> [Task description] In your copy, leave out the pictures; write out all the data exactly.

══ Input records

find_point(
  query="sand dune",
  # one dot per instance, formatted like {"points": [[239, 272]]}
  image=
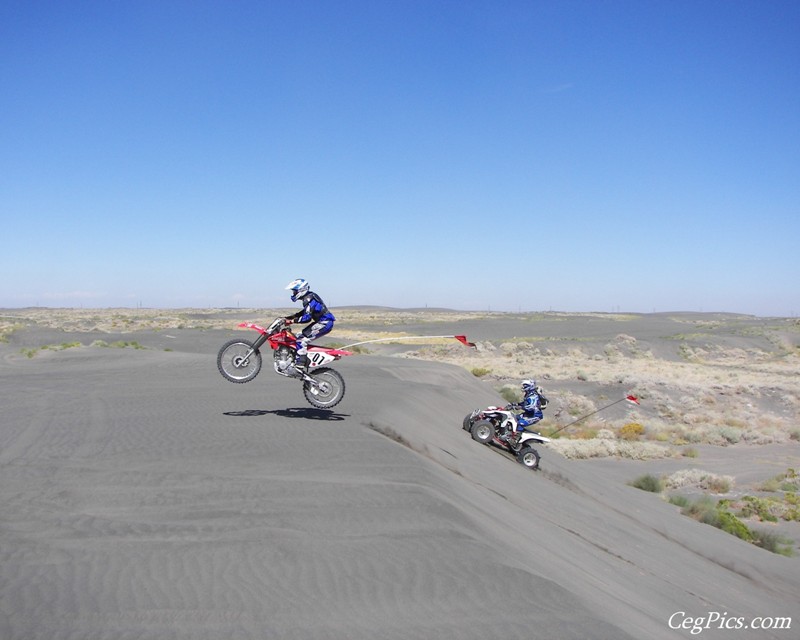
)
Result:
{"points": [[145, 497]]}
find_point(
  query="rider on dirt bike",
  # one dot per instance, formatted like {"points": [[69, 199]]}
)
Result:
{"points": [[313, 311], [531, 406]]}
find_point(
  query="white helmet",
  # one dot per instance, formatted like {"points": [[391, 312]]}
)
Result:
{"points": [[298, 287]]}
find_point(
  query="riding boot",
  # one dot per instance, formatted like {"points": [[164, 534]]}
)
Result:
{"points": [[301, 363]]}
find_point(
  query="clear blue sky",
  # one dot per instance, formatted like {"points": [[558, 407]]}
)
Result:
{"points": [[604, 155]]}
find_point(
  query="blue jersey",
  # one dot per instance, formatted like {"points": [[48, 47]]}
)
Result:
{"points": [[314, 309]]}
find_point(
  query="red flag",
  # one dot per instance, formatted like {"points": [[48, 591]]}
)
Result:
{"points": [[463, 340]]}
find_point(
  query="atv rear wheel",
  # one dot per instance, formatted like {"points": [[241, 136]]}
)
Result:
{"points": [[529, 457], [482, 431]]}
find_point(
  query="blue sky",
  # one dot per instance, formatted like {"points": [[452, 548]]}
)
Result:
{"points": [[603, 155]]}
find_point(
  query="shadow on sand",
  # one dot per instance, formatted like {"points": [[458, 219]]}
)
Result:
{"points": [[307, 413]]}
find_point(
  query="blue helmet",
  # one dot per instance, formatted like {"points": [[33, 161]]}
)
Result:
{"points": [[299, 288]]}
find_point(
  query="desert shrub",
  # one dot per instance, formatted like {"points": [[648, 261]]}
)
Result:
{"points": [[122, 344], [704, 510], [510, 393], [761, 508], [679, 500], [729, 523], [597, 448], [699, 478], [730, 435], [648, 482], [772, 542], [631, 431]]}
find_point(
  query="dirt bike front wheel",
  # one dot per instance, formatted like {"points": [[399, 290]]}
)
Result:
{"points": [[238, 362], [327, 390]]}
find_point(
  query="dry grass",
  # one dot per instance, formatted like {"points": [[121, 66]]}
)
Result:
{"points": [[710, 382]]}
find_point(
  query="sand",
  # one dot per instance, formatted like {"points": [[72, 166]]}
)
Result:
{"points": [[146, 497]]}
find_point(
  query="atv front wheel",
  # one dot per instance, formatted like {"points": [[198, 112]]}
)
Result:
{"points": [[467, 423], [482, 431]]}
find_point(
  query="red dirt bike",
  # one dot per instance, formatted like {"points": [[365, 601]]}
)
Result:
{"points": [[240, 361]]}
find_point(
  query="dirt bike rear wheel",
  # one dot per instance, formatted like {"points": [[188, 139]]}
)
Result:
{"points": [[238, 362], [327, 390]]}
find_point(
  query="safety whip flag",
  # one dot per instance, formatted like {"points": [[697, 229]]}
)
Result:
{"points": [[462, 339], [629, 398]]}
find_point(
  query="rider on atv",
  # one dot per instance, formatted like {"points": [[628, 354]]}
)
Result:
{"points": [[315, 312], [531, 405]]}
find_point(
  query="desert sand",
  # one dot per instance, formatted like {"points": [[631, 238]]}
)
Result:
{"points": [[143, 496]]}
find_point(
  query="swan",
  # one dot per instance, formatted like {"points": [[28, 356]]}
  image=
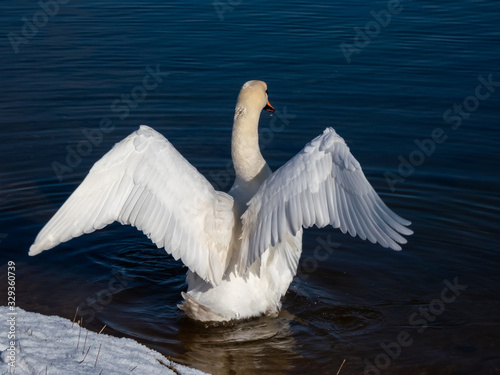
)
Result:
{"points": [[242, 247]]}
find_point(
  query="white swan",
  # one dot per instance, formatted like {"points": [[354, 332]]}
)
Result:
{"points": [[242, 247]]}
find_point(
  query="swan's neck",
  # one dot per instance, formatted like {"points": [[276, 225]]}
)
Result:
{"points": [[247, 159]]}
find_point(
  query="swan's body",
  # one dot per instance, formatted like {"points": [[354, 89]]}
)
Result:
{"points": [[242, 247]]}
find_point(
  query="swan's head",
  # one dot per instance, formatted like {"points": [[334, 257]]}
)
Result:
{"points": [[253, 97]]}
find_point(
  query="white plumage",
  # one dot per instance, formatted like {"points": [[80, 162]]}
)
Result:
{"points": [[242, 247]]}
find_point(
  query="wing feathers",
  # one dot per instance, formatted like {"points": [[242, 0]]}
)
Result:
{"points": [[143, 181], [323, 184]]}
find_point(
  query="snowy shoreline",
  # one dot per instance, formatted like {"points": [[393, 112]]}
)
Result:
{"points": [[54, 345]]}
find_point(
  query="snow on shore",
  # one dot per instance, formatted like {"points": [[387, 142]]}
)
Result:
{"points": [[54, 346]]}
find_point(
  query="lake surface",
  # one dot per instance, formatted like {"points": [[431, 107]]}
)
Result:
{"points": [[413, 87]]}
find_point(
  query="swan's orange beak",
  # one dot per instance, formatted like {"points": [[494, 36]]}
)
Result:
{"points": [[269, 107]]}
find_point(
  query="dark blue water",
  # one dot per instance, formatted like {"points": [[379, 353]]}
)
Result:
{"points": [[406, 84]]}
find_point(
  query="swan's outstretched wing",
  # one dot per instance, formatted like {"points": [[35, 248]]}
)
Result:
{"points": [[145, 182], [323, 184]]}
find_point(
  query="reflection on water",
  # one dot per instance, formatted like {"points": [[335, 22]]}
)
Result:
{"points": [[264, 345], [394, 92]]}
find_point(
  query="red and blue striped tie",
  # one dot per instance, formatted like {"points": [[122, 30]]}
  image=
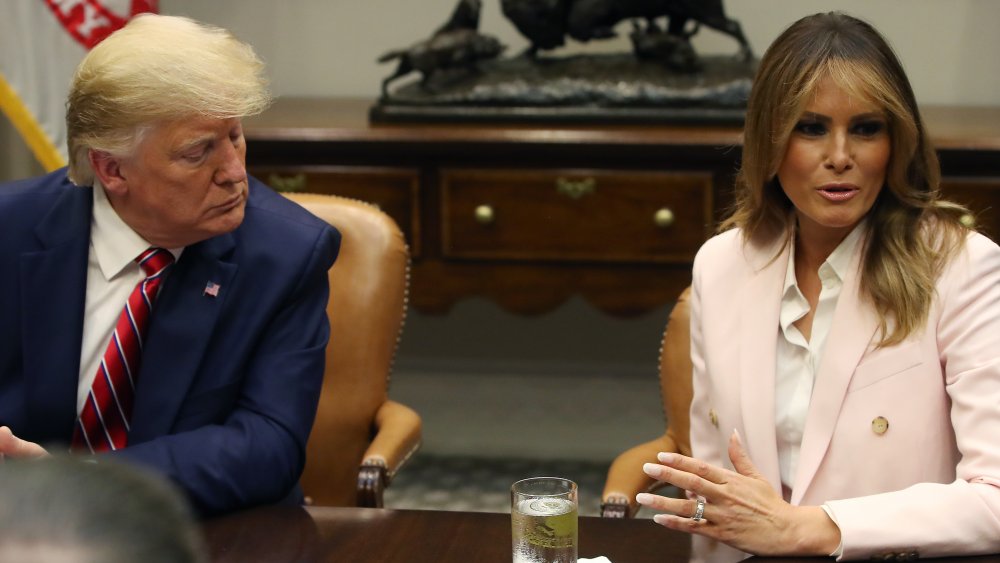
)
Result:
{"points": [[103, 423]]}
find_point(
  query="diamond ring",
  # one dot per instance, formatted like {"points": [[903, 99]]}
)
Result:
{"points": [[699, 511]]}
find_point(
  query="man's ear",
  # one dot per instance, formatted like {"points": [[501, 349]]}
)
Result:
{"points": [[108, 170]]}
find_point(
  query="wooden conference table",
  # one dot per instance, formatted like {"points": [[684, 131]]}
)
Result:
{"points": [[361, 535]]}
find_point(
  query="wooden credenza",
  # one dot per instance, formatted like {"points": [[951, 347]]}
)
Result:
{"points": [[528, 215]]}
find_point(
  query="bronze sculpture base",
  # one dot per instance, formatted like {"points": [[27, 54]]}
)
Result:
{"points": [[575, 89]]}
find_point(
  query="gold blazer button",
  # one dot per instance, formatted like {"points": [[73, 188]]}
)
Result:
{"points": [[879, 425]]}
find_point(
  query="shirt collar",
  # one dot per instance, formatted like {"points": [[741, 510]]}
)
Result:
{"points": [[836, 265], [115, 244], [838, 262]]}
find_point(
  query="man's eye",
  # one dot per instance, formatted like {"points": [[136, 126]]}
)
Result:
{"points": [[810, 128]]}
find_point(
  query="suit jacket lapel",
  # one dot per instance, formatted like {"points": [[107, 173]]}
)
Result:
{"points": [[854, 325], [180, 329], [761, 303], [54, 285]]}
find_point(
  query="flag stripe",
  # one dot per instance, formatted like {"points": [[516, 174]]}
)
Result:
{"points": [[29, 128]]}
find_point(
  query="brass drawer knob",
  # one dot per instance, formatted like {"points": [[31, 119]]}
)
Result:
{"points": [[484, 214], [575, 189], [296, 183], [664, 217]]}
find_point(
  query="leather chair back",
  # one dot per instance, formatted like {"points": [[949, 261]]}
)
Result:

════

> [Solution to the exercise]
find_point(
  query="sand dune",
  # one dot per instance, formatted like {"points": [[239, 272]]}
  image=
)
Result:
{"points": [[145, 497]]}
find_point(
  query="rider on dirt bike",
  # one dot per instance, formatted like {"points": [[69, 199]]}
)
Result:
{"points": [[313, 311], [531, 406]]}
find_point(
  query="white helmet",
  # one dot per instance, formatted like {"points": [[391, 312]]}
)
Result:
{"points": [[298, 287]]}
find_point(
  query="riding boot",
  # one dot per instance, formatted like {"points": [[164, 534]]}
)
Result:
{"points": [[301, 363]]}
find_point(
  query="clear blue sky",
  # one dot per instance, formatted like {"points": [[558, 407]]}
)
Result:
{"points": [[604, 155]]}
find_point(
  query="blue jersey",
  # one dot per instance, formatted like {"points": [[48, 47]]}
)
Result:
{"points": [[314, 309]]}
find_point(
  query="red flag",
  # one dot per instance, formatted like {"points": [[48, 591]]}
)
Result:
{"points": [[463, 340]]}
find_point(
  query="atv rear wheel",
  # one dot per instance, formatted like {"points": [[241, 136]]}
)
Result:
{"points": [[529, 457], [482, 431]]}
find_point(
  query="blue sky",
  # one dot per instance, formatted like {"points": [[452, 548]]}
)
Result:
{"points": [[603, 155]]}
find_point(
  query="shadow on sand",
  # one dot per instance, formatted like {"points": [[458, 219]]}
)
Result:
{"points": [[307, 413]]}
find_point(
  query="blue helmet",
  # one dot per instance, formatted like {"points": [[33, 161]]}
)
Result:
{"points": [[299, 288]]}
find_point(
  query="desert shrub",
  # one dot per instance, formatted like {"points": [[648, 261]]}
)
Result:
{"points": [[122, 344], [704, 510], [510, 393], [761, 508], [679, 500], [729, 523], [597, 448], [699, 478], [730, 435], [648, 482], [772, 542], [631, 431]]}
find_point(
  query="dirt bike front wheel",
  # one dot per instance, formatted like {"points": [[399, 290]]}
)
Result:
{"points": [[238, 362], [327, 390]]}
find_point(
  query="dry grass",
  # one dot per instance, formatted like {"points": [[121, 66]]}
)
Result:
{"points": [[710, 382]]}
find_point(
  query="sand",
  # one dot per instance, formatted like {"points": [[72, 166]]}
)
Result:
{"points": [[146, 497]]}
find_point(
  query="atv front wheel",
  # one dot per instance, formatted like {"points": [[198, 112]]}
)
Result:
{"points": [[467, 423], [482, 431]]}
find_point(
  query="red dirt bike",
  # one dot per instance, formatted like {"points": [[365, 601]]}
)
Result:
{"points": [[240, 361]]}
find_point(
  query="dirt bike rear wheel",
  # one dot per instance, formatted like {"points": [[188, 139]]}
)
Result:
{"points": [[238, 362], [327, 390]]}
find_point(
  query="safety whip flag",
  # one dot per instance, formatted like {"points": [[697, 229]]}
)
Result:
{"points": [[462, 339], [629, 398]]}
find_point(
  query="rider on atv",
  # one dot per instance, formatted like {"points": [[628, 354]]}
)
Result:
{"points": [[315, 312], [531, 405]]}
find_point(
  query="desert sand",
  # one dot per instance, formatted like {"points": [[631, 238]]}
)
Result:
{"points": [[143, 496]]}
find_point(
  query="swan",
  # one dot per instance, formatted like {"points": [[28, 356]]}
  image=
)
Result:
{"points": [[242, 247]]}
find_point(
  query="white swan",
  # one dot per instance, formatted like {"points": [[354, 332]]}
)
Result:
{"points": [[242, 247]]}
find_point(
  query="swan's neck",
  # one dot per instance, formatted like {"points": [[276, 225]]}
)
Result:
{"points": [[247, 159]]}
find_point(
  query="swan's body",
  # one dot per instance, formatted like {"points": [[354, 89]]}
)
Result:
{"points": [[242, 247]]}
find_point(
  query="swan's head",
  # one dot per instance, formatted like {"points": [[334, 257]]}
)
Result:
{"points": [[253, 97]]}
find_point(
  query="white plumage",
  # one dot per instance, formatted like {"points": [[80, 162]]}
)
Result:
{"points": [[242, 247]]}
find_point(
  query="wing feathers",
  # one dot per instance, formatted like {"points": [[242, 0]]}
)
Result:
{"points": [[143, 181], [323, 184]]}
find_point(
  query="snowy shoreline",
  # one dot per instance, formatted like {"points": [[393, 112]]}
)
Result:
{"points": [[54, 345]]}
find_point(
  query="snow on shore",
  # one dot per instance, formatted like {"points": [[387, 142]]}
)
Result:
{"points": [[54, 346]]}
find_point(
  query="lake surface",
  # one dot per instance, formatted like {"points": [[431, 107]]}
)
Result:
{"points": [[413, 87]]}
find_point(
  query="swan's orange beak",
  # one dot per instance, formatted like {"points": [[494, 36]]}
)
Result:
{"points": [[269, 107]]}
find_point(
  query="dark blue water",
  # one dot per instance, formatted like {"points": [[379, 353]]}
)
Result:
{"points": [[406, 84]]}
find_point(
  query="swan's outstretched wing",
  # one dot per instance, formatted like {"points": [[35, 248]]}
)
Result:
{"points": [[145, 182], [323, 184]]}
find_point(
  query="reflection on water",
  # one dot per instance, formatted like {"points": [[335, 22]]}
)
Result:
{"points": [[264, 345], [394, 92]]}
find_point(
  query="red and blue striped tie",
  # one dot per instance, formatted like {"points": [[122, 30]]}
  image=
)
Result:
{"points": [[103, 423]]}
find_point(
  query="diamond ring",
  # one dot per instance, formatted like {"points": [[903, 99]]}
)
Result:
{"points": [[699, 511]]}
find_point(
  query="man's ear",
  # one dot per instance, formatted like {"points": [[501, 349]]}
)
Result:
{"points": [[108, 170]]}
find_point(
  query="wooden conference table",
  # one dot per instance, formatted like {"points": [[684, 131]]}
)
Result:
{"points": [[361, 535]]}
find_point(
  query="wooden credenza",
  # one dot per instance, formatted like {"points": [[951, 347]]}
)
Result:
{"points": [[528, 215]]}
find_point(
  query="bronze sculpture base",
  # one dot per instance, formatted like {"points": [[27, 54]]}
)
Result:
{"points": [[575, 89]]}
find_point(
  query="gold blazer button",
  # one dot per instance, formatted like {"points": [[73, 188]]}
)
Result:
{"points": [[879, 425]]}
find_point(
  query="shirt collar",
  # one dot per instance, formatted like {"points": [[741, 510]]}
)
Result:
{"points": [[836, 265], [115, 244], [838, 262]]}
find_point(
  query="man's eye",
  # one dot per instance, formatted like {"points": [[136, 126]]}
)
Result:
{"points": [[810, 128]]}
find_point(
  query="suit jacket lapel",
  # one dot per instance, formatted like {"points": [[107, 173]]}
)
Result:
{"points": [[854, 325], [180, 329], [761, 303], [54, 285]]}
find_point(
  query="flag stripe",
  # one dot per instance, formatted like {"points": [[516, 174]]}
)
Result:
{"points": [[29, 128]]}
find_point(
  query="brass drawer knob",
  # one dot per instance, formatted like {"points": [[31, 119]]}
)
Result:
{"points": [[484, 214], [575, 189], [296, 183], [664, 217]]}
find_point(
  query="leather chair back",
  # one dot per instance, formatted like {"points": [[949, 261]]}
)
Result:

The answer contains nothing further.